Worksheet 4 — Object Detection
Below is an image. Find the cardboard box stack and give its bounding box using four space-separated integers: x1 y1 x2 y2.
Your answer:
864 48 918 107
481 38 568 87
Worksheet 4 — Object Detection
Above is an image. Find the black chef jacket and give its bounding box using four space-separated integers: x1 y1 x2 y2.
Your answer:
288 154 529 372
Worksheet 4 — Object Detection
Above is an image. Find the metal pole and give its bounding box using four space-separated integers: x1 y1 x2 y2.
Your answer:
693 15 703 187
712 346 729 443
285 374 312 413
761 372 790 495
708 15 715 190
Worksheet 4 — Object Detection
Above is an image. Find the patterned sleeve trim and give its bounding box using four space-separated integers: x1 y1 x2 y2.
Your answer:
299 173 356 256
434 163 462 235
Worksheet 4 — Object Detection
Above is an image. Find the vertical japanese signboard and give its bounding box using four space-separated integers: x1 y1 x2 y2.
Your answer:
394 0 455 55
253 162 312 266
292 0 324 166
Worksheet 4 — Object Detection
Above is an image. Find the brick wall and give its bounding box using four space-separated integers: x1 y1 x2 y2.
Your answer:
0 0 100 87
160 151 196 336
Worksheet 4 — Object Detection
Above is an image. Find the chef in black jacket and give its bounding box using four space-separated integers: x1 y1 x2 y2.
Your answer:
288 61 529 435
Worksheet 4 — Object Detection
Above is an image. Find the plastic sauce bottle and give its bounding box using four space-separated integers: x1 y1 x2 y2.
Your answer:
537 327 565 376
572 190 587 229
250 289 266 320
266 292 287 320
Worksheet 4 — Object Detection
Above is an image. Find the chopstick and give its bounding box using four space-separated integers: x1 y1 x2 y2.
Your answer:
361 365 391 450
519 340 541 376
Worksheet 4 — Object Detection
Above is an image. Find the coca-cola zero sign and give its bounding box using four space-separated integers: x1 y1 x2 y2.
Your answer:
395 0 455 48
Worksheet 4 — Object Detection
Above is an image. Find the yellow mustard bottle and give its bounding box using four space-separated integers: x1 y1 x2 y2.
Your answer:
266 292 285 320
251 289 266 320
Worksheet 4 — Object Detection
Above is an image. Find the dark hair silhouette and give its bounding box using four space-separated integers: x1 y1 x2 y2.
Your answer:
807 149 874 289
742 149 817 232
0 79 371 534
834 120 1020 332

:::

→ Challenge
Can you write out all of the material above, every line, without changing anything?

→ Expected answer
Worksheet 4 — Object Detection
Below is an image. Find the cardboard box stack and give its bounding box using four space-separated integers: x1 y1 x2 y2.
Your answer:
864 48 918 107
481 38 568 87
Worksheet 4 — Object Detection
Above is an image. Find the black chef jacket and give its bounding box using four space-separated integers: x1 y1 x2 y2.
Your answer:
288 154 529 372
Worksheet 4 — Object Detection
Above is an image. Find the metal pole and give its bounding box using four space-separated integers: x1 y1 x2 y2.
Your answer:
693 15 703 187
712 346 729 443
285 374 312 413
761 372 790 495
708 15 715 190
Worksheet 4 — Object Detection
Above is an image. Find the patterned sleeve trim and give its bounding box using four space-separated integers: x1 y1 x2 y2.
Your answer:
299 173 356 256
434 163 462 235
Worksheet 4 — Object Detection
Above is an image. Find the vertical japanese signboard and give its bounding box using four space-separated integers: x1 y1 x2 y2.
Your answer:
394 0 455 55
253 162 312 266
292 0 324 166
Worksheet 4 — Object Detection
Above is an image. Find the brick wall and give its bounding box using four space-separated integers: x1 y1 x2 y2.
Your answer:
0 0 100 87
160 151 196 336
Worksheet 4 — Object Detection
Above is an image. Find the chef in black jacket and give its bounding box using four space-separated integers: x1 y1 x2 y2.
Your answer:
288 61 529 435
Worksheet 4 — Object Detection
Above is an image. Find the plastic sauce bottle and give its bounding box using four space-separated integers: x1 y1 x2 y2.
Your answer:
537 327 565 376
572 190 587 229
250 289 266 320
266 292 287 320
Worksheet 4 — Object Detection
Above is an image. Find the chopstick and give its bounding box using four space-separated integers: x1 y1 x2 y2.
Your answer:
361 365 391 450
519 340 541 376
Worksheet 4 — Object Detection
Above is an image. Find the coca-cola zero sign and give its bounding box using four space-separated integers: x1 y1 x2 y2.
Your answer:
395 0 455 48
Worksheet 4 — Object Detection
Above is an image. Find the yellow mustard bottle and give its bounding box using four space-separated integers: x1 y1 x2 y2.
Your answer:
266 292 285 320
251 289 266 320
Worksheet 4 — Object Detection
Above is an image. Find the dark hair silhouette and give its bounding box using four space-separated integers: x1 y1 x2 y2.
Your answer:
807 149 874 289
742 149 817 232
0 79 371 534
834 120 1020 332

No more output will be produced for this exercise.